**Problem description:**
Change "even-odd" to "nonzero" everywhere it occurs in the entries and write them all out again, leaving every other line unaltered and leaving out the pictures.

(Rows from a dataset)
** Begin **
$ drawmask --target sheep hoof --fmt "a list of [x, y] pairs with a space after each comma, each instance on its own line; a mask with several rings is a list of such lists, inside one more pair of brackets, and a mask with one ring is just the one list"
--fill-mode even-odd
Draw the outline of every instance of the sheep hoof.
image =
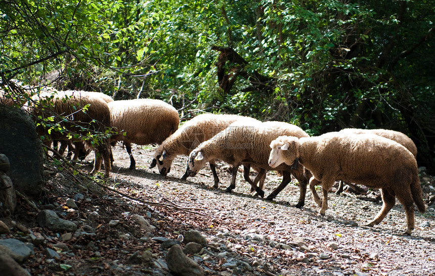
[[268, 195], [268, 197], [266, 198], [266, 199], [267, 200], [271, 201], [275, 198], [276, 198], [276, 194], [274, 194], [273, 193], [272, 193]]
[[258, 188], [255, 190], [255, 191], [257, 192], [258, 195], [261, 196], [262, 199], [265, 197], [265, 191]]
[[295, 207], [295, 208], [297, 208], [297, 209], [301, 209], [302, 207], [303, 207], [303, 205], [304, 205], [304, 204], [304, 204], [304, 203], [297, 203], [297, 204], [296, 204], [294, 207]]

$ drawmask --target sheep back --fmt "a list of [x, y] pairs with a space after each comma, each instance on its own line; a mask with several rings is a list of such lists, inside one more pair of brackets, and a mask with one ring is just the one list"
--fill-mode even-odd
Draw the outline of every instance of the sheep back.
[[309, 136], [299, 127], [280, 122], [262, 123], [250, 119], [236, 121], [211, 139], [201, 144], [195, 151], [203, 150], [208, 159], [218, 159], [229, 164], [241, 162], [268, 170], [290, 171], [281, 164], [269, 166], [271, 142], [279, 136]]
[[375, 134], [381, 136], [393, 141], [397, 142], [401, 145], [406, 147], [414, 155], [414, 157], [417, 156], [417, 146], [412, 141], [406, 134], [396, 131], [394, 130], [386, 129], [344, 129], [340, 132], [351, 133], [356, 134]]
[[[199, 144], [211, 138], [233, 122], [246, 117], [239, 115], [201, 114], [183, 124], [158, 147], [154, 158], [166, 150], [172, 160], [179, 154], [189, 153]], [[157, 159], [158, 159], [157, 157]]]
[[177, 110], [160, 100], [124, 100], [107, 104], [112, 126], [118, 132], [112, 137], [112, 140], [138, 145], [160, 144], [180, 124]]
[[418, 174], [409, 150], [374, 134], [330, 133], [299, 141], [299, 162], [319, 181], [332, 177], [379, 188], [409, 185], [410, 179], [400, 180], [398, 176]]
** End **
**The result:**
$ drawmask --target sheep hoof --fmt "a list of [x, y] pairs with a space after each comma, each instance on its own line; a mask with several rings is a list of such lists, inside one more pair of brackets, and a mask with one ring is just the one list"
--fill-mode nonzero
Draw the outline of every instance of the sheep hoof.
image =
[[268, 195], [268, 197], [266, 198], [266, 199], [267, 200], [271, 201], [275, 198], [276, 198], [276, 194], [274, 194], [273, 193], [272, 193]]
[[258, 188], [255, 190], [255, 191], [257, 192], [258, 195], [261, 196], [262, 199], [265, 197], [265, 191]]
[[295, 207], [295, 208], [297, 208], [297, 209], [301, 209], [302, 207], [303, 207], [303, 205], [304, 205], [304, 204], [304, 204], [304, 203], [297, 203], [297, 204], [296, 204], [294, 207]]

$ drawmask --target sheep back --fmt "a list of [x, y] pairs with a space after each comma, each instance on its own line; a mask with several rings is a list of such lists, inside one more pair of brackets, and a mask with one ring is just the one list"
--fill-mode nonzero
Draw the outline of every instance of the sheep back.
[[309, 136], [299, 127], [280, 122], [262, 123], [250, 119], [236, 121], [211, 139], [201, 144], [195, 151], [203, 150], [208, 159], [218, 159], [229, 164], [241, 162], [268, 170], [290, 171], [281, 164], [269, 166], [271, 142], [279, 136]]
[[375, 134], [381, 136], [393, 141], [397, 142], [401, 145], [406, 147], [414, 155], [414, 157], [417, 156], [417, 146], [412, 141], [406, 134], [396, 131], [394, 130], [386, 129], [344, 129], [340, 132], [351, 133], [356, 134]]
[[[199, 144], [211, 138], [233, 122], [246, 117], [239, 115], [201, 114], [183, 124], [158, 147], [154, 158], [166, 150], [172, 160], [179, 154], [189, 153]], [[157, 159], [158, 159], [157, 157]]]
[[177, 110], [160, 100], [124, 100], [107, 104], [112, 126], [118, 132], [112, 137], [112, 140], [138, 145], [160, 144], [180, 124]]
[[418, 174], [409, 150], [374, 134], [330, 133], [299, 141], [299, 162], [319, 181], [332, 177], [379, 188], [409, 185], [410, 179], [400, 180], [398, 176]]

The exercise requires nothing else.